SOURCE EXCERPT:
+++
You set up the question early on in the scene. You develop it. You
reach a climax. You resolve quickly and move on.
Now all that seems pretty
wholesome. A good, wholegrain style menu for writing a scene. But
because that kind of advice seems pretty damn bland taken on its own,
here’s a mini-scene of my own, with comments in italics added.
The situation here is that my
character, Fiona, has just escaped from a damaging and traumatising
situation. She has fled to a buddy of hers: a guy called Lev, who is
ex-Russian Special Forces and not exactly a run-of-the-mill character.
She trusts Lev to look after her, but Lev needs to find his range
first. Here’s how things go:
I park where Lev tells me to,
outside a cream-painted house, with a sheet of graffitied chipboard for
a door.
~ Very swift intro to the
physical location. So brief, it hardly interrupts things
‘Is here,’ says Lev.
The door is held by a crude
wooden catch. No lock.
~ Fiona’s observation this. By
noticing the crudity of the accommodation, she is letting you know, in
effect, what she’s thinking.
Lev opens the door for me –
there are no hinges, so he has to lift it – and I step inside.
I knew that Lev didn’t have a
permanent home in Britain or, I think, anywhere. Mostly he sleeps in
his car or on the floors of friends’ houses. But when he isn’t doing
those things, and isn’t abroad, he uses squats.
But knowing that and being here:
two different things.
~ Again: Fiona isn’t saying, “I
feel X about this place.” But she’s letting us know all the same.
Indirect access to character emotions is just fine.
The downstairs room is
lightless. The doors and windows have been boarded up front and rear.
There’s a poor quality kitchen in place – white formica doors loose on
their hinges, chipboard surfaces bubbling and splitting with damp – but
I already know there’s no water in the tap, no power in the sockets.
~ More physical description. But
this isn’t done for its own sake. By now, it’s clear that the question
raised by this scene is roughly: “Is this horrible squat going to
satisfy Fiona’s needs for sanctuary? And how will her discomfort shift
her relationship with Lev?” Those aren’t huge questions in the context
of the story. But they don’t have to be. They just have to feel alive
and important for the duration of a (shortish) scene.
Lev says nothing. Just points me
upstairs.
+++
WRITTEN TASK 1:
Answer these questions using the scene-writing excerpt.
(a) What military background does Lev have?
(b) What serves as the door of the cream-painted house?
(c) What does Lev do after saying nothing in the last lines?
WRITTEN TASK 2:
Echo the scene-writing excerpt word for word, starting at "You set up the" and ending at "a run-of-the-mill character.".
The rows after the scene-writing excerpt aren't needed here.
+++
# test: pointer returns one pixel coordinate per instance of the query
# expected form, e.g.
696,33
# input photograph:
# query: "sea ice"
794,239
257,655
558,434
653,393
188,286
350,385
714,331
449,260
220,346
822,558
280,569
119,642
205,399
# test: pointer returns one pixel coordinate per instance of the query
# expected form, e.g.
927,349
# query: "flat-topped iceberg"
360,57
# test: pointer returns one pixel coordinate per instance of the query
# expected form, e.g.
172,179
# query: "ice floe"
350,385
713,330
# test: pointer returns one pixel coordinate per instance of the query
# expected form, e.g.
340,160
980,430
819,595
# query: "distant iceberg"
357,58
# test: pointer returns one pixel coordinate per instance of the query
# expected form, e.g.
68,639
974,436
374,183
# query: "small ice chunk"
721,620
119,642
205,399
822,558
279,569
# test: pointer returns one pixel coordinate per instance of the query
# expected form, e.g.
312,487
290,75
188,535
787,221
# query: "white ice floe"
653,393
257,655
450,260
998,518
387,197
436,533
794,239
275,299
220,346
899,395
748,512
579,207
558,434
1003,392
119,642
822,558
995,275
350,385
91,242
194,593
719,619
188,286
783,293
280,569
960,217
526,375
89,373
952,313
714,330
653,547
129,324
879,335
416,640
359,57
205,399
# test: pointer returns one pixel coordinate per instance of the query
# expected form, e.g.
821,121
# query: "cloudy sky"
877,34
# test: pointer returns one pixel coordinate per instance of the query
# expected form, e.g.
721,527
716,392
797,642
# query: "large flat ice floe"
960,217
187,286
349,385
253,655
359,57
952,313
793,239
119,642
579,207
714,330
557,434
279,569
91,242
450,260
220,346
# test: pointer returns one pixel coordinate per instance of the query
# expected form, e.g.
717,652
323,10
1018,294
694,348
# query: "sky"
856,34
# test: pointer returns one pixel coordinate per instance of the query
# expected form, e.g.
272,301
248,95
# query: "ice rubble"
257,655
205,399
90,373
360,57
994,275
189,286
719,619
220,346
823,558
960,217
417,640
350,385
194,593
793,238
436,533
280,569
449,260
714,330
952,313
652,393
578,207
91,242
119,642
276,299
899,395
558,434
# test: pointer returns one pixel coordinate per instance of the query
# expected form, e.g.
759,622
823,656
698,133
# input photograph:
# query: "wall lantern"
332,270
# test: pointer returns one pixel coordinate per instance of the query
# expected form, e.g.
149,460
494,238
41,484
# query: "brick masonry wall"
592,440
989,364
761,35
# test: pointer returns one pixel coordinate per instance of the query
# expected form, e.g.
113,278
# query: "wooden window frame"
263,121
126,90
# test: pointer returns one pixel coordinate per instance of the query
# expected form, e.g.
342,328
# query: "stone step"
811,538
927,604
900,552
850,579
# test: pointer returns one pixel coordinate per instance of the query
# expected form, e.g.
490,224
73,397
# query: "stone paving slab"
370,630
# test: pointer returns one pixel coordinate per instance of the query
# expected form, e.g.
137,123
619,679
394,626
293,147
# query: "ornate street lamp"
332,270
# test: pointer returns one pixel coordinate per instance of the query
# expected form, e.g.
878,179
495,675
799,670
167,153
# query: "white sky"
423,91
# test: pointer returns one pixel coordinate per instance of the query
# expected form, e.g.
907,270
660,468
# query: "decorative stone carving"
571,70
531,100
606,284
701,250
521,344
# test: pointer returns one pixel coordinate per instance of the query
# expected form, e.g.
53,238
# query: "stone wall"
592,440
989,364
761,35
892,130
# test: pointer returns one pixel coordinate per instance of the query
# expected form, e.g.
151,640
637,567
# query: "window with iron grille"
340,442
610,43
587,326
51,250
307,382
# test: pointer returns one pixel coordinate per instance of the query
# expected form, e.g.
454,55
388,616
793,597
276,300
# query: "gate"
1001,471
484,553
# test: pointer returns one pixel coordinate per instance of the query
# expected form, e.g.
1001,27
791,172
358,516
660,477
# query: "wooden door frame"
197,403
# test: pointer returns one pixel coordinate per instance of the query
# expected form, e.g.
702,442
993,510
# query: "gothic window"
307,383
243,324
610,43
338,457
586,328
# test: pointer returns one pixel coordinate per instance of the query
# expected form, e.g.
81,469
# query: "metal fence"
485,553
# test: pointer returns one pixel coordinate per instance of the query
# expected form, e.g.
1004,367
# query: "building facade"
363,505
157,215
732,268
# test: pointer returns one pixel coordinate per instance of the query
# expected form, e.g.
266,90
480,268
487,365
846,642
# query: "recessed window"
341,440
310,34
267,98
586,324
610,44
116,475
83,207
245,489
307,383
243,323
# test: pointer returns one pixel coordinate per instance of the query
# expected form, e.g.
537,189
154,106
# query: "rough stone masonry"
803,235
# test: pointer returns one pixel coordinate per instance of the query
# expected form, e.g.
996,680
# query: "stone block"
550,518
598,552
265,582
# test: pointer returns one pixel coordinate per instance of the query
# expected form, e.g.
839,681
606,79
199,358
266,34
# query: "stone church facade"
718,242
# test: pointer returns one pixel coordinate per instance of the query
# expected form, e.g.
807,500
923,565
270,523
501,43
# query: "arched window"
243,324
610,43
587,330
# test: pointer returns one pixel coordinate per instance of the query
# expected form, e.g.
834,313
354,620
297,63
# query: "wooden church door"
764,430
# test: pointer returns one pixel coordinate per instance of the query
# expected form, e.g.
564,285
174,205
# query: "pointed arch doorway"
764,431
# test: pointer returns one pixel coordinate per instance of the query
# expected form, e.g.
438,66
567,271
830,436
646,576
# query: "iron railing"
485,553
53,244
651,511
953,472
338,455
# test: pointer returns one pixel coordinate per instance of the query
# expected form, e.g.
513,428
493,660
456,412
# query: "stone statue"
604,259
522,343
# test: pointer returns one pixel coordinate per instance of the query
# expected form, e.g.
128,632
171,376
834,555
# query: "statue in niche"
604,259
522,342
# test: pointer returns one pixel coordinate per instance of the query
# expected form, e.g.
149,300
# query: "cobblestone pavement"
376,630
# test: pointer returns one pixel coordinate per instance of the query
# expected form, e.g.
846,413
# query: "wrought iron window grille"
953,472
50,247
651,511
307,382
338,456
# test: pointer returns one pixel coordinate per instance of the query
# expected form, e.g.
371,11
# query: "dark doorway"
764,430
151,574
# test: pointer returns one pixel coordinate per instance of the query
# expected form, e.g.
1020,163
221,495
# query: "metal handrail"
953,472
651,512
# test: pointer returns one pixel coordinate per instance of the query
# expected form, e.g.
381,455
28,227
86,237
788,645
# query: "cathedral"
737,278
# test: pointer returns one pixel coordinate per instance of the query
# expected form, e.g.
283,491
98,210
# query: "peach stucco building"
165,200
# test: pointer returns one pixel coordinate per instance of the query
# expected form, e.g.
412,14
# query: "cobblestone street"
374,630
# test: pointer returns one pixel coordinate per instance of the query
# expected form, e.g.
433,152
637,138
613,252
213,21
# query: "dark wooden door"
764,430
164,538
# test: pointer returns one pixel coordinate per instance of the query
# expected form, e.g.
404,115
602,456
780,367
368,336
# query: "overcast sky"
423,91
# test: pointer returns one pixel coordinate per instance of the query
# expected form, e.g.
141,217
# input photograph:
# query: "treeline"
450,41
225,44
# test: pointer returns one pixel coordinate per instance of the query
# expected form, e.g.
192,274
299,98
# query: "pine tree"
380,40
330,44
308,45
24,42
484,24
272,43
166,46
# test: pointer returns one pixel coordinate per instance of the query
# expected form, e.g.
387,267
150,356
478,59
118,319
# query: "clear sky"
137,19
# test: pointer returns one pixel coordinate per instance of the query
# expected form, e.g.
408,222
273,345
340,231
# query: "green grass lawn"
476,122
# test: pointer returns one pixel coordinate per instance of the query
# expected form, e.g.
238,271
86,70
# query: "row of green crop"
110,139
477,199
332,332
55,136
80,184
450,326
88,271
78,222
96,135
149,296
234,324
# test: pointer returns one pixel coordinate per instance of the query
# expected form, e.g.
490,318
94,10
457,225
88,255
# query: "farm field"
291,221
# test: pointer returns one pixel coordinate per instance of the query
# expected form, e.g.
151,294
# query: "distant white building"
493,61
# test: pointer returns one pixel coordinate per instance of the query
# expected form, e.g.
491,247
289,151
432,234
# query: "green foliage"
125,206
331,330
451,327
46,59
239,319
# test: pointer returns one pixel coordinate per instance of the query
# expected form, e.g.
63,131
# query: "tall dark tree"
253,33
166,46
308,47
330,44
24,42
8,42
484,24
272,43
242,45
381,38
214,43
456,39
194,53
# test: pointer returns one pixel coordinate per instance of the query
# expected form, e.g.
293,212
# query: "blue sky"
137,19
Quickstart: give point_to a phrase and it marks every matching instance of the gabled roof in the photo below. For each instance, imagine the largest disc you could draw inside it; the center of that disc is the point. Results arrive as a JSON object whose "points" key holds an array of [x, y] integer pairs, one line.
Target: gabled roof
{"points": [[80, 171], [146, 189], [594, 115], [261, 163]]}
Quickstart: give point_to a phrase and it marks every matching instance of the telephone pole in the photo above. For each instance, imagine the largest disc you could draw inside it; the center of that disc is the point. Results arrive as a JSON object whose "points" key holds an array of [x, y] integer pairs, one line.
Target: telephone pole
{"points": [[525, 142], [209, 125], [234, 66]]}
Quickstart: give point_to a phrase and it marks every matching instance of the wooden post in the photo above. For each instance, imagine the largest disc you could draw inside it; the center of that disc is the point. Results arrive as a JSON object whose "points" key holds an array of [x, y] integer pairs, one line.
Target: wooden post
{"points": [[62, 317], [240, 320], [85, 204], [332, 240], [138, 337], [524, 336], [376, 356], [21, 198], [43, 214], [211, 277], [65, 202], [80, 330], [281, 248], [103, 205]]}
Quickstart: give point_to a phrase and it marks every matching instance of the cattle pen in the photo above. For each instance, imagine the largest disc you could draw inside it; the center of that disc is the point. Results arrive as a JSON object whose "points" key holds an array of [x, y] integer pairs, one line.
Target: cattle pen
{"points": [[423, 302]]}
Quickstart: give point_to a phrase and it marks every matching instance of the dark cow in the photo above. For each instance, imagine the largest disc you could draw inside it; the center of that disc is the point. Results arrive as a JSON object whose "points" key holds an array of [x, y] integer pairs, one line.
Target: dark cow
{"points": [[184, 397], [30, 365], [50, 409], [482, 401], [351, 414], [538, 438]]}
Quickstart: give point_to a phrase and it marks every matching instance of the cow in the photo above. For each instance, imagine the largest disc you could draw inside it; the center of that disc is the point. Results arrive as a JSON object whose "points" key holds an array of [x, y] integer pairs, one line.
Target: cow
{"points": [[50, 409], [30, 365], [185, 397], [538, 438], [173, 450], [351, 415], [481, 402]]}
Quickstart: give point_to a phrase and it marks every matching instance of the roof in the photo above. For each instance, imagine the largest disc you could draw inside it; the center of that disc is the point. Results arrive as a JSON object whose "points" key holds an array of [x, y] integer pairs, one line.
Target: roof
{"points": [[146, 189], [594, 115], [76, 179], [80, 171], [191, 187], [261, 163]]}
+++
WORKED SOLUTION 1:
(a) He is ex-Russian Special Forces.
(b) A sheet of graffitied chipboard.
(c) He points upstairs.

WORKED SOLUTION 2:
You set up the question early on in the scene. You develop it. You
reach a climax. You resolve quickly and move on.
Now all that seems pretty
wholesome. A good, wholegrain style menu for writing a scene. But
because that kind of advice seems pretty damn bland taken on its own,
here’s a mini-scene of my own, with comments in italics added.
The situation here is that my
character, Fiona, has just escaped from a damaging and traumatising
situation. She has fled to a buddy of hers: a guy called Lev, who is
ex-Russian Special Forces and not exactly a run-of-the-mill character.